Exercise prompt: Please reproduce every line of the material below verbatim, character for character.

Records supplied:
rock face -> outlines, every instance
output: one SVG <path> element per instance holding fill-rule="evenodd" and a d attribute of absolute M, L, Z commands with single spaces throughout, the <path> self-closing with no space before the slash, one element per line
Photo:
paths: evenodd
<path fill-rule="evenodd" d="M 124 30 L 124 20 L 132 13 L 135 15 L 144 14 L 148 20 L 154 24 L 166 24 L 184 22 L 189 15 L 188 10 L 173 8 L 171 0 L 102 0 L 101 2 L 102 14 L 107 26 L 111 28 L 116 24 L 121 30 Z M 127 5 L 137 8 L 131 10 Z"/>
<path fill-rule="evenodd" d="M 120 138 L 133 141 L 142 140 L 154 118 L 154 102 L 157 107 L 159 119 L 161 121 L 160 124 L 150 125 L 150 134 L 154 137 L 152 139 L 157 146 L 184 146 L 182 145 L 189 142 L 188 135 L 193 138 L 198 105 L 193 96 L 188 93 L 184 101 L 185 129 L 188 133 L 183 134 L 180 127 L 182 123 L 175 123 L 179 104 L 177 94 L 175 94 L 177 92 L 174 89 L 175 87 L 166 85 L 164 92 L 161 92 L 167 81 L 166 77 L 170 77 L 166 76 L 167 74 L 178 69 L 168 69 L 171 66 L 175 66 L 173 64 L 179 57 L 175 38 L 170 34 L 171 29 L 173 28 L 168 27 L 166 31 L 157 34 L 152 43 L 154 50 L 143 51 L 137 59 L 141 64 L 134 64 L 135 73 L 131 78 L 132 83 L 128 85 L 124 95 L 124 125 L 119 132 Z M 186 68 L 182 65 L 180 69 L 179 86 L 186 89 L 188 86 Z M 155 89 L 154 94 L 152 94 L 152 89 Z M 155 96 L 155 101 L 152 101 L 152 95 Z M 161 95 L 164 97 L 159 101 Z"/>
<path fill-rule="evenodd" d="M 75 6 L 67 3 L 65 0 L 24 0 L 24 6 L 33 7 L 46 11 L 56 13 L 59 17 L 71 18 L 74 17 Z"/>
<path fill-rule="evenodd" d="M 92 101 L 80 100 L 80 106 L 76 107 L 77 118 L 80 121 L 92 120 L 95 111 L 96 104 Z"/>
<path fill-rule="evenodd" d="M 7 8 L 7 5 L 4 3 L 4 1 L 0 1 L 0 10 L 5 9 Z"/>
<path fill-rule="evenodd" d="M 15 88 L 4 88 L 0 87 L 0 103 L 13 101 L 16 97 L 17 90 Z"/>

Response to this exercise:
rock face -> outlines, every instance
output: one SVG <path> element per instance holding fill-rule="evenodd" and a d attribute of absolute M, L, Z commands with single spaces throughout, the <path> self-closing with no space before the slash, one element per line
Photo:
paths: evenodd
<path fill-rule="evenodd" d="M 124 30 L 124 20 L 132 13 L 135 15 L 144 14 L 148 20 L 154 24 L 166 24 L 184 22 L 189 15 L 188 10 L 173 8 L 171 0 L 102 0 L 101 2 L 102 14 L 107 26 L 111 28 L 116 24 L 121 30 Z M 127 5 L 137 8 L 131 10 Z"/>
<path fill-rule="evenodd" d="M 120 138 L 133 141 L 142 140 L 154 118 L 154 102 L 157 107 L 159 119 L 161 121 L 160 124 L 150 125 L 150 134 L 154 137 L 152 139 L 157 146 L 184 146 L 182 145 L 189 142 L 188 135 L 193 138 L 198 105 L 193 96 L 188 93 L 184 101 L 185 129 L 188 133 L 183 134 L 180 127 L 182 123 L 175 123 L 179 104 L 177 94 L 175 94 L 177 92 L 174 89 L 175 87 L 166 85 L 164 92 L 161 92 L 167 81 L 166 77 L 170 77 L 166 76 L 167 74 L 178 69 L 168 69 L 171 66 L 175 66 L 173 64 L 179 57 L 175 38 L 170 34 L 171 29 L 173 28 L 168 27 L 166 31 L 157 34 L 152 43 L 154 50 L 143 51 L 137 59 L 141 64 L 134 64 L 135 73 L 131 78 L 132 83 L 128 85 L 124 95 L 124 125 L 119 132 Z M 186 68 L 182 65 L 180 69 L 179 86 L 186 89 L 188 86 Z M 155 89 L 154 94 L 152 94 L 152 89 Z M 155 96 L 155 101 L 152 101 L 152 95 Z M 161 95 L 164 97 L 159 101 Z"/>
<path fill-rule="evenodd" d="M 75 6 L 67 3 L 65 0 L 24 0 L 24 6 L 33 7 L 46 11 L 56 13 L 59 17 L 71 18 L 74 17 Z"/>
<path fill-rule="evenodd" d="M 92 101 L 80 100 L 80 106 L 76 107 L 77 118 L 80 121 L 92 120 L 95 111 L 96 104 Z"/>
<path fill-rule="evenodd" d="M 7 8 L 7 5 L 4 3 L 4 1 L 0 1 L 0 10 L 5 9 Z"/>
<path fill-rule="evenodd" d="M 15 88 L 4 88 L 0 87 L 0 103 L 13 101 L 16 97 L 17 90 Z"/>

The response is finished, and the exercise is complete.